Take the material and output all of it exactly.
○ ○ ○ ○ ○ ○ ○
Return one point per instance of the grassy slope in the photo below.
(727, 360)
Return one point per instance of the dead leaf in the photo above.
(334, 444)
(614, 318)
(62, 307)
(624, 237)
○ ○ ○ ○ ○ ○ ○
§ ANSWER TO THE TASK
Return one point per instance of the grassy slope in the photo below.
(727, 360)
Return one point per instance of the dead leaf in the photo above.
(334, 444)
(614, 318)
(62, 307)
(624, 237)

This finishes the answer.